**Task item:** Copy out every one of the following entries line for line, without changing anything.

**Data drawn from a collection:**

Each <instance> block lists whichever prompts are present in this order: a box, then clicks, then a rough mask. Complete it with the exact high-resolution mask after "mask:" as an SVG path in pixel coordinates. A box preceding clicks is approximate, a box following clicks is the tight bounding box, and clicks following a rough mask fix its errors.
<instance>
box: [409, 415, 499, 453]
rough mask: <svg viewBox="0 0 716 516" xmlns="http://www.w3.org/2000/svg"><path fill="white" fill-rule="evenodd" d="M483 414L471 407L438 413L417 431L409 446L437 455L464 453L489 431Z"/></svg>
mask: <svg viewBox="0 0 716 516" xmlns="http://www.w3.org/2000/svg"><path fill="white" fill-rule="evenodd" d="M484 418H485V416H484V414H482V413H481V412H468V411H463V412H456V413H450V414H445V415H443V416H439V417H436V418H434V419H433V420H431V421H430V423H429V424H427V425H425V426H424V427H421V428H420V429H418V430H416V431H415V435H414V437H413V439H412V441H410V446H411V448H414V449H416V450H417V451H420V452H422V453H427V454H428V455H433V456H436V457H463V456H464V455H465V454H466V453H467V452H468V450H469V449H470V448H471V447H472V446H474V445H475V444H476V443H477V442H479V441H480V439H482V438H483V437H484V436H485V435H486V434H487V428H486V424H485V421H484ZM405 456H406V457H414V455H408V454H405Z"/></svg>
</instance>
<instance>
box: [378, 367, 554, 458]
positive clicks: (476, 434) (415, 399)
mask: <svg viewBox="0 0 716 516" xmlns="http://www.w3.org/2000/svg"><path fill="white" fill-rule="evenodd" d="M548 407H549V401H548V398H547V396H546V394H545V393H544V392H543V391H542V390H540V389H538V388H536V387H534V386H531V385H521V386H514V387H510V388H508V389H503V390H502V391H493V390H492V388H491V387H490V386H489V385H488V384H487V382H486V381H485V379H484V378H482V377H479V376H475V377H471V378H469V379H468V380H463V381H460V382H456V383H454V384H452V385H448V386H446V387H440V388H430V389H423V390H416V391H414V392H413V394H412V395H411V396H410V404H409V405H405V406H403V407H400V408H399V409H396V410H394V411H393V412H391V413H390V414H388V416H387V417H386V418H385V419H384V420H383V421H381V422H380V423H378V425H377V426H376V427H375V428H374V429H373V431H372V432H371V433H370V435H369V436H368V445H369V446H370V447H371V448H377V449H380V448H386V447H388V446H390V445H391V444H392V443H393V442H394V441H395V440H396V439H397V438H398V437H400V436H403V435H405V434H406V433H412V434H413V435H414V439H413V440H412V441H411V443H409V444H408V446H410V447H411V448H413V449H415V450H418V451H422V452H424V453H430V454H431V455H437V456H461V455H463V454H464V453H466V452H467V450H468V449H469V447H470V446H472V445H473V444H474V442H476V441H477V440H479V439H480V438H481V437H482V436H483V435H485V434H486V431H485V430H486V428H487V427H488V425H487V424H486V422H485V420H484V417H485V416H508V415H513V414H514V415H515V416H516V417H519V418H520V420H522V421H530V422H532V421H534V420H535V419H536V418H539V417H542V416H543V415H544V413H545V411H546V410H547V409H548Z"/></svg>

**Written answer:**
Each <instance> block lists whichever prompts are present in this order: a box, then clicks, then a rough mask. Complete it with the exact high-resolution mask after "mask:" as an SVG path in pixel coordinates. A box preceding clicks is approximate, a box following clicks is the tight bounding box, and clicks following a rough mask fix its errors.
<instance>
box: [409, 415, 499, 453]
rough mask: <svg viewBox="0 0 716 516" xmlns="http://www.w3.org/2000/svg"><path fill="white" fill-rule="evenodd" d="M483 414L471 407L438 413L417 431L409 446L437 455L464 453L489 431Z"/></svg>
mask: <svg viewBox="0 0 716 516" xmlns="http://www.w3.org/2000/svg"><path fill="white" fill-rule="evenodd" d="M484 418H485V416H484V414H482V413H481V412H468V411H463V412H456V413H450V414H445V415H443V416H439V417H436V418H434V419H433V420H431V421H430V423H429V424H427V425H425V426H424V427H421V428H420V429H418V430H416V431H415V435H414V437H413V439H412V441H410V446H411V448H414V449H416V450H417V451H420V452H422V453H427V454H428V455H433V456H436V457H463V456H464V455H465V454H466V453H467V452H468V450H469V449H470V448H471V447H472V446H474V445H475V444H476V443H477V442H479V441H480V439H482V438H483V437H484V436H485V435H486V434H487V428H486V424H485V421H484ZM405 456H406V457H414V455H408V454H405Z"/></svg>
</instance>
<instance>
box: [378, 367, 554, 458]
positive clicks: (476, 434) (415, 399)
mask: <svg viewBox="0 0 716 516" xmlns="http://www.w3.org/2000/svg"><path fill="white" fill-rule="evenodd" d="M548 407H549V401H548V398H547V396H546V394H545V393H544V392H543V391H542V390H540V389H538V388H536V387H534V386H531V385H521V386H514V387H510V388H508V389H503V390H502V391H493V390H492V388H491V387H490V386H489V385H488V384H487V382H486V381H485V379H484V378H482V377H479V376H475V377H471V378H469V379H468V380H463V381H460V382H456V383H454V384H452V385H448V386H446V387H440V388H430V389H423V390H416V391H414V392H413V394H412V395H411V396H410V404H409V405H405V406H403V407H400V408H399V409H396V410H394V411H393V412H391V413H390V414H388V416H387V417H386V418H385V419H384V420H383V421H381V422H380V423H378V425H377V426H376V427H375V428H374V429H373V431H372V432H371V433H370V435H369V436H368V445H369V446H370V447H371V448H377V449H380V448H386V447H388V446H390V445H391V444H392V443H393V442H394V441H395V440H396V439H397V438H398V437H400V436H403V435H405V434H406V433H412V434H413V435H414V439H413V440H412V441H411V443H409V444H408V446H410V447H411V448H413V449H415V450H418V451H422V452H424V453H430V454H431V455H437V456H461V455H463V454H464V453H466V452H467V450H468V449H469V447H470V446H472V445H473V444H474V442H476V441H477V440H479V439H480V438H481V437H482V436H483V435H485V434H486V431H485V430H486V428H487V427H488V425H487V424H486V422H485V420H484V417H485V416H508V415H513V414H514V415H515V416H516V417H519V418H520V420H522V421H530V422H532V421H534V420H535V419H536V418H539V417H542V416H543V415H544V413H545V411H546V410H547V409H548Z"/></svg>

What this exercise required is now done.